## PAGE EXTRACT

What if there really is no such thing as a priori right and wrong? What if right and wrong are human-generated concepts?

Determining right from wrong really isn't that easy. Maybe the gurus and experts have made illogical and unsubstantiated claims. Maybe they have a hidden agenda. Perhaps your church's doctrine is outdated and your country club buddies motivated by personal gain.

Maybe the choice is ultimately up to you. Perhaps it requires you to think carefully, entertain possibilities that are in conflict with your most cherished beliefs. Maybe it requires that you imagine yourself (insofar as possible) in someone else's shoes. Perhaps it requires that, instead of moving with the crowd (your crowd), you act entirely on your own.

What can you do in the face of moral ambiguity? After listening, checking facts, consulting your imagination, utilizing both critical thinking and compassion, you make a decision that (possibly) will help some people and harm others. You aren't one hundred percent certain that your choice is the best one. But, in the absence of absolute certainty, it's the best you can do.

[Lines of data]

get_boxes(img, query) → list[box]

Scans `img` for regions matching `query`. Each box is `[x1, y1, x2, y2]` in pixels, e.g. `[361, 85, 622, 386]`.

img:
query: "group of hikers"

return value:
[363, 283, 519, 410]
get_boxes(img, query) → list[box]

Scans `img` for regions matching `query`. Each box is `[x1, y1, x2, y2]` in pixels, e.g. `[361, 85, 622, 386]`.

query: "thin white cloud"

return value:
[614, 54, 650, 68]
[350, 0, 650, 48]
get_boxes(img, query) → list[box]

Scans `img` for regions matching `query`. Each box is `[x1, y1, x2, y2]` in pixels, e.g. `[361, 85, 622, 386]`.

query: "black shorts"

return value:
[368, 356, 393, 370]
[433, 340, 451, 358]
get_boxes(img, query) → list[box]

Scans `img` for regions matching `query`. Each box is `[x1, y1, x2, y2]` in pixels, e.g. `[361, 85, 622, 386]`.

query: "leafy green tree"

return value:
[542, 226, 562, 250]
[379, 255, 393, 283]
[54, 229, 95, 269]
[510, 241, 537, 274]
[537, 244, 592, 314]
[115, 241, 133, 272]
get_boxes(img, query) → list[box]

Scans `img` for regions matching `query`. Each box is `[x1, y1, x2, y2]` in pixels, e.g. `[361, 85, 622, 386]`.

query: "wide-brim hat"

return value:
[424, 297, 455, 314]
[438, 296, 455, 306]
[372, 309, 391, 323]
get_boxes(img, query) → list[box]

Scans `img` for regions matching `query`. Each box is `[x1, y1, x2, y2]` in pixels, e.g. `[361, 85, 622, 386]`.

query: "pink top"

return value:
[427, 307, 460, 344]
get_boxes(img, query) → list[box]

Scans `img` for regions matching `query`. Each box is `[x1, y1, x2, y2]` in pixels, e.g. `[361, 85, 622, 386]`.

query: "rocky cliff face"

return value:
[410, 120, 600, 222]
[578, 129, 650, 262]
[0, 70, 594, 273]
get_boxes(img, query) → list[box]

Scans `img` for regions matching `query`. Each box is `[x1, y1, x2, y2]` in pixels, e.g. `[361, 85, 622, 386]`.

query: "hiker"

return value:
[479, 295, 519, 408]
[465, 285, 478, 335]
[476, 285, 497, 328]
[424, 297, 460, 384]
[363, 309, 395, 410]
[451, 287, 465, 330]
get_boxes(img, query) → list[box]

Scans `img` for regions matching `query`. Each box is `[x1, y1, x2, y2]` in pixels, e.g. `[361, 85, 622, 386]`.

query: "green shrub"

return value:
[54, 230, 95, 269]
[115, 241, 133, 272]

## LIST OF TASKS
1) In the passage on right and wrong, which two faculties does the decision-maker use together with listening, checking facts, and consulting the imagination?
2) Write the next part of the passage on right and wrong, picking up after its final sentence.

## OUTPUTS BY TASK
1) Critical thinking and compassion.

2)
1 comment:

  1. I absolutely believe that we--all of us--know with certainty what is right and what's not. Always. Always, always, always.

    I believe that we are born knowing and that the knowing never leaves us. It gets shouted over and people (even well-meaning people) sometimes layer crap on top of it, but yet, it remains.

    There's a voice within that provides us with every answer we'll ever need. We simply have to shut up long enough to hear it...and then the tough part--we need to honor it. Sometimes we ignore it. Sometimes we don't want to do what it tells us, but still, it remains. Always true. Always right. Right there, inside of us. All of us.